### Pointing and labeling entries
# # # # # # #

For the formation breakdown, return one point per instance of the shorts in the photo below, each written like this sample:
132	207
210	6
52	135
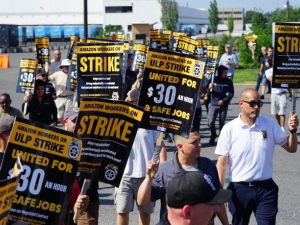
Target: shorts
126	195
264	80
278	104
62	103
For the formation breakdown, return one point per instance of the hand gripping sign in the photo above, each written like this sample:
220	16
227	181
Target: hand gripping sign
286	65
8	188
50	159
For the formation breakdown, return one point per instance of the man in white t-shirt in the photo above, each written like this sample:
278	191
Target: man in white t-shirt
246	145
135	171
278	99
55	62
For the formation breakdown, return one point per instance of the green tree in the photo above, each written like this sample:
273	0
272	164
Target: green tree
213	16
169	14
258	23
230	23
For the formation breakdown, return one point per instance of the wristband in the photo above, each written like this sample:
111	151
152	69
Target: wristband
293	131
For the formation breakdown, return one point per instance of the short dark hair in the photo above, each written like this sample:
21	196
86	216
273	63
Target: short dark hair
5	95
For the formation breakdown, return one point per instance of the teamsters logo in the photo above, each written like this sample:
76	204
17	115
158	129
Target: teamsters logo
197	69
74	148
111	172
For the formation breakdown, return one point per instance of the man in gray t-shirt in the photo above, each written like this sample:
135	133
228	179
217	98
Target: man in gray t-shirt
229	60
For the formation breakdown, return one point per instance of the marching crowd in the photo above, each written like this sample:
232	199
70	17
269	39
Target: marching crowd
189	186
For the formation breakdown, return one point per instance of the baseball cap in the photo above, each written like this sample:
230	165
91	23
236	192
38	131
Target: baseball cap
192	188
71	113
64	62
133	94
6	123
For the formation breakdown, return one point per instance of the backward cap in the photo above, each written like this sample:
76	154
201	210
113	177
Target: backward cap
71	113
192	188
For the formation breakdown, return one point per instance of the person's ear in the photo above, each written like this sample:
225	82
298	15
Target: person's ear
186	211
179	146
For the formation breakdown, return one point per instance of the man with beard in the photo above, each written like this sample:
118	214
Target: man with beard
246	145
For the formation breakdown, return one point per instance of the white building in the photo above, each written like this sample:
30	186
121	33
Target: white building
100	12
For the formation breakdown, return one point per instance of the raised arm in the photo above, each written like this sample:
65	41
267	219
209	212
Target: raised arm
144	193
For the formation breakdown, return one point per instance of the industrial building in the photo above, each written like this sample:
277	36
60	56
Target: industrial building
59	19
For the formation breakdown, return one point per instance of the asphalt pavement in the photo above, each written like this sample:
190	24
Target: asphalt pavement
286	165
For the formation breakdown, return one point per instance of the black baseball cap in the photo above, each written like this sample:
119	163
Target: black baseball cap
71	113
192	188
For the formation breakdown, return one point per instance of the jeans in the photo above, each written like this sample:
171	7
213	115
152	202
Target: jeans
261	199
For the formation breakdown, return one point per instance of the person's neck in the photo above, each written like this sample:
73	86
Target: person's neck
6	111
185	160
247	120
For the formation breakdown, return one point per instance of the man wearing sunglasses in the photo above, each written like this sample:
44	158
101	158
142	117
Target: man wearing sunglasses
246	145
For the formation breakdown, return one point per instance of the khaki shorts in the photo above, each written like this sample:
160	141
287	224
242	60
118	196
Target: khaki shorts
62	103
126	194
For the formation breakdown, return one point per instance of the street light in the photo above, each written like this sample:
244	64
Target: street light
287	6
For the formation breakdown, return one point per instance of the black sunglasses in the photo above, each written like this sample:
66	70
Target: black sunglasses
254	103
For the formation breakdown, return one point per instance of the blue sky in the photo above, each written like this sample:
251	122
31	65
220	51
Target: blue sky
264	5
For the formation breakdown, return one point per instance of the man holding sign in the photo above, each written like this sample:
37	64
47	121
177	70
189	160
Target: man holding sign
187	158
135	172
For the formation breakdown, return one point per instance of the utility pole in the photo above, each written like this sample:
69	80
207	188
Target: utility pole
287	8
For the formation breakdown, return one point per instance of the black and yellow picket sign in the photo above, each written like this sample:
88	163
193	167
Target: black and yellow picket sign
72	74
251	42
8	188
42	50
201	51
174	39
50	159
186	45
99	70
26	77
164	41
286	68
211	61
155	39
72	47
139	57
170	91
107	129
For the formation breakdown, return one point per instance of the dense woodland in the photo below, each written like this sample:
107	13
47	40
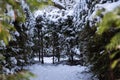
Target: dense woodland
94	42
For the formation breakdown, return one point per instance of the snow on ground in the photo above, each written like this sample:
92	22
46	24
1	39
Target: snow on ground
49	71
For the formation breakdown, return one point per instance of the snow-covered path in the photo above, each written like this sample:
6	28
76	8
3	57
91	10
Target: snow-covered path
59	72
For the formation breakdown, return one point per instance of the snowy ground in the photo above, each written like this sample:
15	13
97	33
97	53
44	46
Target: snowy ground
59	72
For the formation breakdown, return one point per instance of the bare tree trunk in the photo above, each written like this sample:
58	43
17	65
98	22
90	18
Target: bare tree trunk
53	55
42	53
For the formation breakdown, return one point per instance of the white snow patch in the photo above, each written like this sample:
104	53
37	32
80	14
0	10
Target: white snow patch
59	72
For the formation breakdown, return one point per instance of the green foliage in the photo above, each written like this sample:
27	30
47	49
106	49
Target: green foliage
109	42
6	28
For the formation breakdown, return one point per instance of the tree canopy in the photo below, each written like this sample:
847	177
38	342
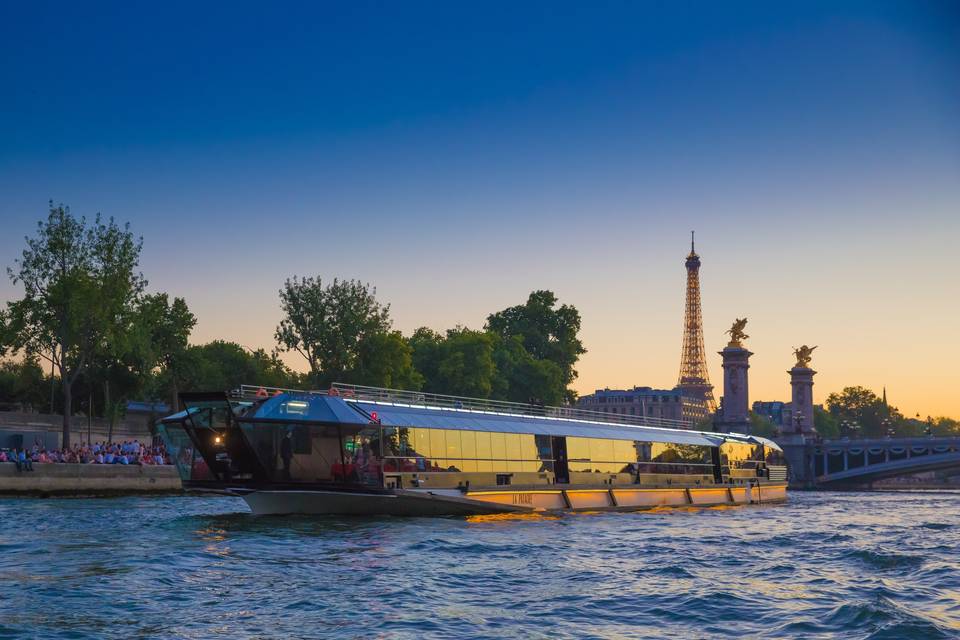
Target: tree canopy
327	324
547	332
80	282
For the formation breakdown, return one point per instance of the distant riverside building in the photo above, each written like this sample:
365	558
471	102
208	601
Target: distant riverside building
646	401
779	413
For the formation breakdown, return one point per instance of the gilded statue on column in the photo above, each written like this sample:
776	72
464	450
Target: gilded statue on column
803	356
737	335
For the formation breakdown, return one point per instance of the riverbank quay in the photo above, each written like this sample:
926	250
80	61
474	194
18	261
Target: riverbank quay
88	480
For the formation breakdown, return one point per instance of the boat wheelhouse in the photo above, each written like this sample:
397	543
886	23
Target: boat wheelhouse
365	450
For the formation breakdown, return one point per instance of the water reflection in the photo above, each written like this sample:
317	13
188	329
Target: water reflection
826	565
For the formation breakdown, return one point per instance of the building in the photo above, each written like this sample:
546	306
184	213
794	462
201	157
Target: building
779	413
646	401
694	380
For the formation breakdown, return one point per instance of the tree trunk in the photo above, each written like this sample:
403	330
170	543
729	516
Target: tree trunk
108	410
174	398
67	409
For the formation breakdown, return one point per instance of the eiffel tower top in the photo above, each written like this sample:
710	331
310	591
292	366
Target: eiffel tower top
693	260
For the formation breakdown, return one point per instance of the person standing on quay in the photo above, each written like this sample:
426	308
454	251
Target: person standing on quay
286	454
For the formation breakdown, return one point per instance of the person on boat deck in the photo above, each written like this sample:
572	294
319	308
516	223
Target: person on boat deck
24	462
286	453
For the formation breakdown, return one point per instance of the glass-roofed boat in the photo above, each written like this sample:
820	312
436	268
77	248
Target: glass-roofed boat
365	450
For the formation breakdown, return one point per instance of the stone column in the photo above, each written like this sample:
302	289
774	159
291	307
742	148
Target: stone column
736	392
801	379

# # # # # # #

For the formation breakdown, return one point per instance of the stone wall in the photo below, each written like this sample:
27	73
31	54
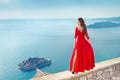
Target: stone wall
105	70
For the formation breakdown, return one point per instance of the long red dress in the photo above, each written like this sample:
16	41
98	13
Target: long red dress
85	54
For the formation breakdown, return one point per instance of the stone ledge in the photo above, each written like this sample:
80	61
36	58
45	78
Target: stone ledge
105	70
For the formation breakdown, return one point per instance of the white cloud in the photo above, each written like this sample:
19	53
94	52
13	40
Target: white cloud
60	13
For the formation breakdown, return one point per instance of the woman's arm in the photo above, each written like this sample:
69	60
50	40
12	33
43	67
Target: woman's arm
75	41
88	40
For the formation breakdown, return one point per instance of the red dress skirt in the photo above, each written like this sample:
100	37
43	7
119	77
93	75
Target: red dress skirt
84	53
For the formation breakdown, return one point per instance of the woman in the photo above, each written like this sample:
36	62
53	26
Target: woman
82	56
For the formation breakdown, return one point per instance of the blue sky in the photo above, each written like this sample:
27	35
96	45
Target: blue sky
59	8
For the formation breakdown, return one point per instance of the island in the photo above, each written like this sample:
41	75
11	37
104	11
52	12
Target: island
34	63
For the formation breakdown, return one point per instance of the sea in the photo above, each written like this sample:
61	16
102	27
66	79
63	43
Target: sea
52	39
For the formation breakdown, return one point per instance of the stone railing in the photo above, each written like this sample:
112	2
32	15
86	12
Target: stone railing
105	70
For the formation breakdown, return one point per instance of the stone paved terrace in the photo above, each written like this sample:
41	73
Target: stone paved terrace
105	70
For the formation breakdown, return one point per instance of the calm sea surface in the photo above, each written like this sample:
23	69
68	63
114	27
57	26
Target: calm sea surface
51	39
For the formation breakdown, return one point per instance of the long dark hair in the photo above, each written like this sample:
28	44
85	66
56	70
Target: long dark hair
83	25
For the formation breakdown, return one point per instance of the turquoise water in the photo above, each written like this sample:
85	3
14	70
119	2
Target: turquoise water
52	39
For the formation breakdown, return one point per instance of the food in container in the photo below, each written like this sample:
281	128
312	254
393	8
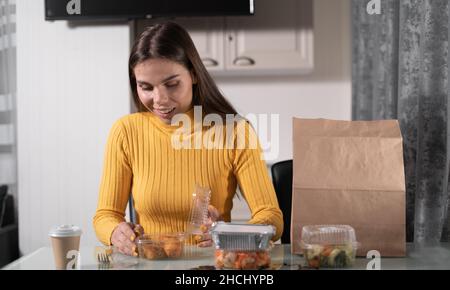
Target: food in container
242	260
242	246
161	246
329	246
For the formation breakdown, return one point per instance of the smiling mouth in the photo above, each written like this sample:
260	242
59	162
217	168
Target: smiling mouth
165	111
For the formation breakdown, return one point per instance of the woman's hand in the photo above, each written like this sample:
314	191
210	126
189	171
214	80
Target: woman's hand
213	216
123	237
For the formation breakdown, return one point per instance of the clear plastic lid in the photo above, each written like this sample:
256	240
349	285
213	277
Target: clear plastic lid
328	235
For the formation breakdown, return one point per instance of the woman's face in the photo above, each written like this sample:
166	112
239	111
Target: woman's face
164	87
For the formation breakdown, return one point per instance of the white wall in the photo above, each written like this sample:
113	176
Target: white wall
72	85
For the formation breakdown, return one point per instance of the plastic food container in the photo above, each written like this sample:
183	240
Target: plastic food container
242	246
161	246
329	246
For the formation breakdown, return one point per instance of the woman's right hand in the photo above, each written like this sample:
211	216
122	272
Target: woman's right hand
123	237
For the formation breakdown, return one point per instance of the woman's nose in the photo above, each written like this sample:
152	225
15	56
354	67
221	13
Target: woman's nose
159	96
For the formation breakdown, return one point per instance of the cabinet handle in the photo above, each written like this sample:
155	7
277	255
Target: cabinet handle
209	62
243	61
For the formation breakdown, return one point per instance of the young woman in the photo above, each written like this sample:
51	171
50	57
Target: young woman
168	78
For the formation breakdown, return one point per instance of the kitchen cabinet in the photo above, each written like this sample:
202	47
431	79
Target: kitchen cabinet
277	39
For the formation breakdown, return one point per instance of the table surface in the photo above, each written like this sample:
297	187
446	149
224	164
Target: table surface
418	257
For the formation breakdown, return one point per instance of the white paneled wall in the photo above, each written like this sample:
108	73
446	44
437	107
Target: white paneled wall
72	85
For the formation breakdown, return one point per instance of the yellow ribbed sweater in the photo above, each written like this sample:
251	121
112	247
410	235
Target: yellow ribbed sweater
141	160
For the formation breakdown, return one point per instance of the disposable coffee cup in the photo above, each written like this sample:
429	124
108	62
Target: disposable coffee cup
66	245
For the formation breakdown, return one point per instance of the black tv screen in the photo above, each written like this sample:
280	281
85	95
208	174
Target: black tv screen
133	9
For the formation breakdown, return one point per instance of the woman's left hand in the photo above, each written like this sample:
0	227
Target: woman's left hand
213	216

# # # # # # #

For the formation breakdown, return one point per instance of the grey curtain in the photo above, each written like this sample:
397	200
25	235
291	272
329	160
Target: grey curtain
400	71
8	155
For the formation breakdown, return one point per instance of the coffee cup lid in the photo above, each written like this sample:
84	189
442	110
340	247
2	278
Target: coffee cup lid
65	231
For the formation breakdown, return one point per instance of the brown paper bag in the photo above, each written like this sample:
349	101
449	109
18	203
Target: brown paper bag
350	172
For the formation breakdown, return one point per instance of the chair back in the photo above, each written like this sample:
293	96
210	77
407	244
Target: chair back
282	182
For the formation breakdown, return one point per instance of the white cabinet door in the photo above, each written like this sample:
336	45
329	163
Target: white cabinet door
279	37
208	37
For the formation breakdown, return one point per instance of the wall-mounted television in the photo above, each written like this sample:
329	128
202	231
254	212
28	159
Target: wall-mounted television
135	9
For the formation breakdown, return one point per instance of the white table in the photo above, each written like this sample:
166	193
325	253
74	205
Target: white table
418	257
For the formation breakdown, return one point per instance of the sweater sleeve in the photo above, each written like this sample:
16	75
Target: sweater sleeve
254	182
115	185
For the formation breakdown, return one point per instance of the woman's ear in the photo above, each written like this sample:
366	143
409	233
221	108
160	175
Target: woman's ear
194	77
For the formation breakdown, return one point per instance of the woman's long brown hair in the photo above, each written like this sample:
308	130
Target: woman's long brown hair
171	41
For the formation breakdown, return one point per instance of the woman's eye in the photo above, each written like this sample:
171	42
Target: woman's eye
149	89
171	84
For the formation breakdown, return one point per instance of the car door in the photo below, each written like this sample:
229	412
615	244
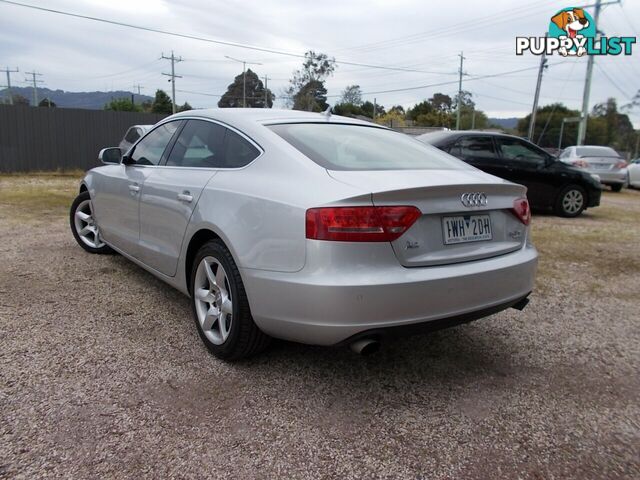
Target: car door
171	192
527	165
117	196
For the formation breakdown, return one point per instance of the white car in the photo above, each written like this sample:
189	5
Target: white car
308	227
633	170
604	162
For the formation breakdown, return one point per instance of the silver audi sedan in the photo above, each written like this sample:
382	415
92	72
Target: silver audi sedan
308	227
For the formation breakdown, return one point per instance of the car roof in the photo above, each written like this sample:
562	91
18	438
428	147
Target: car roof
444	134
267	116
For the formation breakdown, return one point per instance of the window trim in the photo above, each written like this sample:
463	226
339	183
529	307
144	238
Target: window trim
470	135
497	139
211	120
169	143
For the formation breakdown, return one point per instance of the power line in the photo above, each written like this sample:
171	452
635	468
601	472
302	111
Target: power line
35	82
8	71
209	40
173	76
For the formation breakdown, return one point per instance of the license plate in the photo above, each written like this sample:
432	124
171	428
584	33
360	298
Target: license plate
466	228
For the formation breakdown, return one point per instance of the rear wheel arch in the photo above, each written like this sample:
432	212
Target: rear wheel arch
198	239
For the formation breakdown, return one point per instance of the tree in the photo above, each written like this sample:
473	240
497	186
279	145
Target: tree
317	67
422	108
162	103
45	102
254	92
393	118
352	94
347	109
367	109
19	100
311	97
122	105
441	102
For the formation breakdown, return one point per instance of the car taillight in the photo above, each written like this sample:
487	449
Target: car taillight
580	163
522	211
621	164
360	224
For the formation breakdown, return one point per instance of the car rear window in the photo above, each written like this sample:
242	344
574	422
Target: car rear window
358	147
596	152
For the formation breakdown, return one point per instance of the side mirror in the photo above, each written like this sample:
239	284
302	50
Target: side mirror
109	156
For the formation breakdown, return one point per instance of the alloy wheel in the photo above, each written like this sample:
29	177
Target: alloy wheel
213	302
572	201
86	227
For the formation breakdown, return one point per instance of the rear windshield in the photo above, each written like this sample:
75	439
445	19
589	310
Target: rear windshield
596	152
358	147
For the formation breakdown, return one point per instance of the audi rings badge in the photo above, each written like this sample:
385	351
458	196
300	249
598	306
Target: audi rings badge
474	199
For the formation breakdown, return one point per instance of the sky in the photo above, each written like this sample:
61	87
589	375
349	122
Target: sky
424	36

# # # # # # #

### SHORT TASK
Count the lines in the records above that contain the string "dress". Case counts, and the reply should be only the number.

### WRITTEN ANSWER
4